## What to work on
Would you retype the whole listing exactly, leaving its pictures out?

## Extracted data
━━━━━━━━

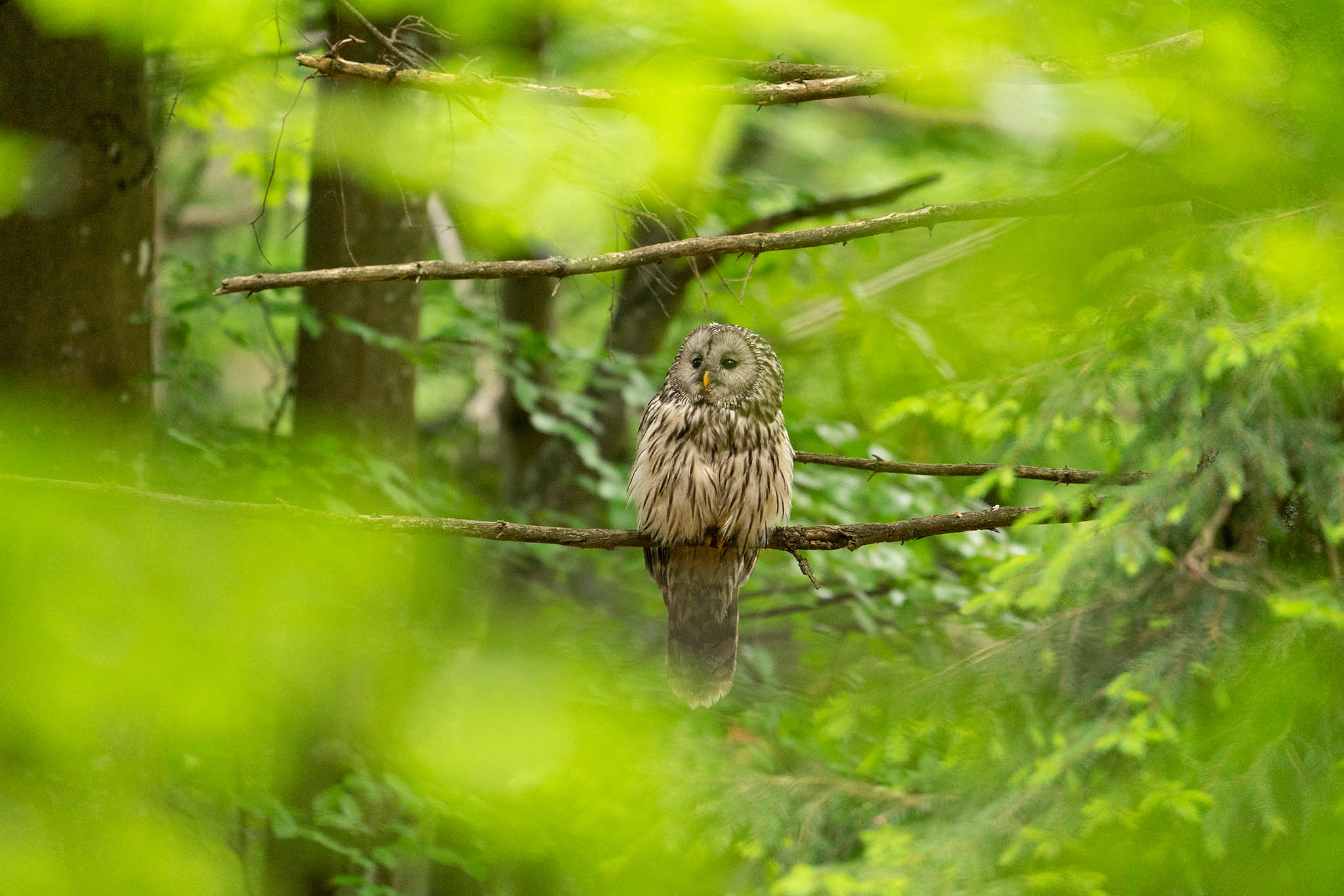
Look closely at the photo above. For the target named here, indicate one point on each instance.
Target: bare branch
(860, 83)
(754, 243)
(836, 205)
(1150, 55)
(797, 538)
(784, 82)
(1063, 476)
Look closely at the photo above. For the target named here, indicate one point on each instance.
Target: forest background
(220, 675)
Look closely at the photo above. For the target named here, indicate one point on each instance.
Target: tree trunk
(345, 384)
(77, 249)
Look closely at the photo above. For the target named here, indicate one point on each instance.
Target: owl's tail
(701, 590)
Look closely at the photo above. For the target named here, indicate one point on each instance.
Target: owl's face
(727, 367)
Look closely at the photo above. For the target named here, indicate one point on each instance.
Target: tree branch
(835, 206)
(797, 538)
(1062, 476)
(726, 245)
(1050, 68)
(784, 82)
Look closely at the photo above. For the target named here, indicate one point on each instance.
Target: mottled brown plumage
(713, 476)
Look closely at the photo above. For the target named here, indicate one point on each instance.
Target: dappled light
(326, 339)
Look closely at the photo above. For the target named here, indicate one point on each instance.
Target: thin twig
(724, 245)
(827, 82)
(1046, 69)
(799, 538)
(1062, 476)
(383, 39)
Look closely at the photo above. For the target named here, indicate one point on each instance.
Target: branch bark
(754, 243)
(782, 82)
(1062, 476)
(797, 538)
(1054, 69)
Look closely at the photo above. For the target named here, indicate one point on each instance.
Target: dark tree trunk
(346, 384)
(77, 250)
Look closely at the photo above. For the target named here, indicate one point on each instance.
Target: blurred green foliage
(203, 701)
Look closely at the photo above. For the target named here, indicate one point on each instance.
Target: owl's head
(727, 367)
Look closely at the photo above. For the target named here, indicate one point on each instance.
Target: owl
(713, 476)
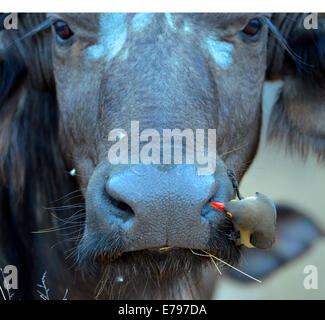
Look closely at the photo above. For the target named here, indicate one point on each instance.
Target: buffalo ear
(298, 117)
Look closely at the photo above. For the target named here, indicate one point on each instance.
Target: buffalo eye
(253, 27)
(62, 30)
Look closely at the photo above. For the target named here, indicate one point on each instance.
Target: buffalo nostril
(121, 209)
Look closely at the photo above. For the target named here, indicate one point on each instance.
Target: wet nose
(161, 207)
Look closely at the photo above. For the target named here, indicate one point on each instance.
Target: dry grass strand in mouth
(212, 257)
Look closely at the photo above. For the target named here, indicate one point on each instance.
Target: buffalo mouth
(98, 254)
(151, 273)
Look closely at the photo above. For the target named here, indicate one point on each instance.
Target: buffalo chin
(150, 273)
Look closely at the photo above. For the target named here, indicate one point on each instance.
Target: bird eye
(62, 30)
(253, 27)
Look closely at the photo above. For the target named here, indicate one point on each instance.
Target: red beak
(218, 205)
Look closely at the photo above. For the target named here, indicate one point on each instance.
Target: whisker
(227, 264)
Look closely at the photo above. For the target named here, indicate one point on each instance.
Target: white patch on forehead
(186, 27)
(112, 36)
(141, 20)
(125, 55)
(169, 19)
(220, 51)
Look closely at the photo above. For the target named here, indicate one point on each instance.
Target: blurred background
(288, 180)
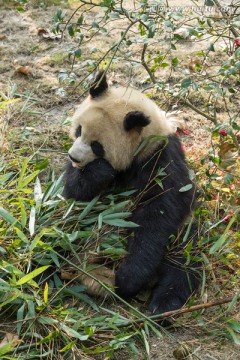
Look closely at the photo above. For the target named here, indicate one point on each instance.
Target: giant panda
(107, 130)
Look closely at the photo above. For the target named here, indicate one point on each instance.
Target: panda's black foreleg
(146, 265)
(85, 184)
(146, 250)
(174, 287)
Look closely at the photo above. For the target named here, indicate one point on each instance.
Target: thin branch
(177, 312)
(186, 102)
(224, 12)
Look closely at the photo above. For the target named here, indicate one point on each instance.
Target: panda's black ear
(99, 85)
(135, 120)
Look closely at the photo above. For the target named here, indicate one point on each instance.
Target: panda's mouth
(75, 163)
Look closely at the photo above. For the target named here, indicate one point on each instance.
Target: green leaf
(209, 3)
(32, 275)
(186, 83)
(88, 208)
(32, 221)
(186, 188)
(233, 335)
(174, 61)
(233, 302)
(22, 174)
(220, 242)
(9, 218)
(116, 215)
(78, 53)
(68, 346)
(49, 337)
(29, 178)
(80, 20)
(95, 25)
(71, 30)
(120, 223)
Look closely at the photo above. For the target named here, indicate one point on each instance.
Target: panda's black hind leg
(173, 288)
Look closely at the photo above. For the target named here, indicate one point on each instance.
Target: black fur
(160, 210)
(85, 184)
(99, 85)
(78, 131)
(135, 119)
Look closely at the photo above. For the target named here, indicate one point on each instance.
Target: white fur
(82, 153)
(102, 119)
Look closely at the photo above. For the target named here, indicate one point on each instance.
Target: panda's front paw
(160, 305)
(127, 282)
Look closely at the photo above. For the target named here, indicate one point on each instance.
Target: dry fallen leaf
(228, 154)
(26, 70)
(48, 35)
(10, 338)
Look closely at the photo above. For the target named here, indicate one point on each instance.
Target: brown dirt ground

━━━━━━━━

## Exercise solution
Look closely at the photo above. For the target named here, indicate one point on each instance.
Target: bare branch
(860, 83)
(754, 243)
(836, 205)
(1150, 55)
(797, 538)
(784, 82)
(1063, 476)
Look closely at the photo above. For the target named here, indicate one point on each instance.
Target: forest background
(220, 675)
Look closely at the photo above. For the target named here, indicate one point on each instance.
Target: tree trunk
(345, 384)
(77, 249)
Look closely at the photo above. For the target named here, indicate one point on each instance.
Target: owl's tail
(701, 590)
Look closely at the photo above. For the target named here, indicate one point on each instance.
Target: owl's face
(727, 367)
Look closely at the photo above. For the target named here, indicate one point on each instance.
Target: tree branch
(835, 206)
(797, 538)
(1062, 476)
(726, 245)
(1050, 68)
(784, 82)
Look closely at the photo above. For the target named here, indicate one point on each instance.
Target: mottled brown plumage
(713, 476)
Look closely at the photo above. For the target named here, indicate one point on each instance.
Target: dappled light
(326, 339)
Look closely at the photo above. For the target named here, indicate one point on each instance.
Target: thin twig
(724, 245)
(827, 82)
(1046, 69)
(799, 538)
(1062, 476)
(383, 39)
Look closely at the photo above. For the target named here, indicate one point on each instance.
Target: branch bark
(754, 243)
(782, 82)
(1062, 476)
(797, 538)
(1054, 69)
Look closely at the photo above. For the target named here, indicate one point on each instance.
Target: dark tree trunk
(346, 384)
(77, 250)
Look closely at the photo above. For the target named here, indicate one point on each instance.
Target: blurred green foliage
(203, 701)
Look closely at the photo above. For the target named here, indicate one point on each instance.
Target: owl's head
(727, 367)
Look closely at the photo above. For the target named here, indicate one point on each instance.
Target: owl
(713, 476)
Look closely at the photo above. For the target named here, indicate one point on each instance.
Target: buffalo ear
(298, 117)
Look closely at the photo above. For the target named here, indicate one point on each instance.
Target: buffalo eye
(253, 27)
(62, 30)
Look closely at the photo above. For the target named here, indicate one point on each instance.
Target: buffalo nostril
(121, 209)
Look closely at the photo above. For the target named here, indicate one point on each instance.
Target: wet nose
(161, 207)
Look closely at the photo above. For the target named here, indicate one point on each instance.
Target: dry grass strand in mouth
(212, 257)
Look closely at the photo above. For the target named here, indicate one point on each instance.
Target: buffalo mouth
(98, 254)
(151, 273)
Look closely at the photo above. For the target named here, indicate one point on each instance.
Target: buffalo chin
(150, 273)
Look closely at the photo above. For the target named here, indicate one point on each instance.
Target: bird eye
(62, 30)
(253, 27)
Look closely at the photo above. For the target named here, indicate one point on each instance.
Target: red beak
(218, 205)
Look closely at the photo above. For the target named here, indicate one point on each instance.
Target: whisker
(227, 264)
Look closely at the photo above. For the target named here, indicate one point on each instance.
Target: white patch on forehead
(186, 27)
(112, 36)
(141, 20)
(125, 55)
(169, 19)
(220, 51)
Look closely at the photo above. For the target named here, indicate one point on each instance.
Target: blurred background
(288, 180)
Look closely at the photo above. For the target named here, indicate one point on each instance.
Target: giant panda
(107, 130)
Look closely at the photo above. For the target named here, indicate one point on each instance.
Target: panda's black foreleg
(146, 265)
(85, 184)
(146, 250)
(174, 287)
Look closely at the photo above. For the target named here, indicate one point on each instance.
Target: thin branch
(177, 312)
(186, 102)
(224, 12)
Look closely at the photo above. For the target named here, indicate one point on each instance.
Target: panda's black ear
(99, 85)
(135, 120)
Look closely at the photo above. For the target named here, indicate one point on each instance.
Target: panda's mouth
(75, 163)
Look closely at the photo above. For the target named here, indicate one point on each instance.
Target: green leaf
(209, 3)
(32, 275)
(186, 83)
(88, 208)
(32, 221)
(186, 188)
(233, 335)
(174, 61)
(233, 302)
(22, 174)
(220, 242)
(9, 218)
(116, 215)
(78, 53)
(68, 346)
(49, 337)
(29, 178)
(80, 20)
(95, 25)
(71, 30)
(120, 223)
Look closely at the photo above. For the target named here, indicate one point on each instance.
Target: panda's black hind leg
(173, 288)
Look closely at the photo above. For the target named here, indicate one point on each instance.
Target: black fur
(160, 210)
(85, 184)
(99, 85)
(78, 131)
(135, 119)
Look closely at the photo above. For the target named here, indicate one point on each instance.
Target: white fur
(82, 153)
(102, 119)
Look closely at the photo above. For the target named here, indicate one point on each instance.
Target: panda's front paw
(160, 305)
(127, 282)
Look closely at the photo above. For the target named here, indicate one point on each instance.
Target: dry fallen leaf
(228, 154)
(26, 70)
(48, 35)
(10, 338)
Look closely at the photo above. For the target named here, indicate one point on each instance.
Target: brown dirt ground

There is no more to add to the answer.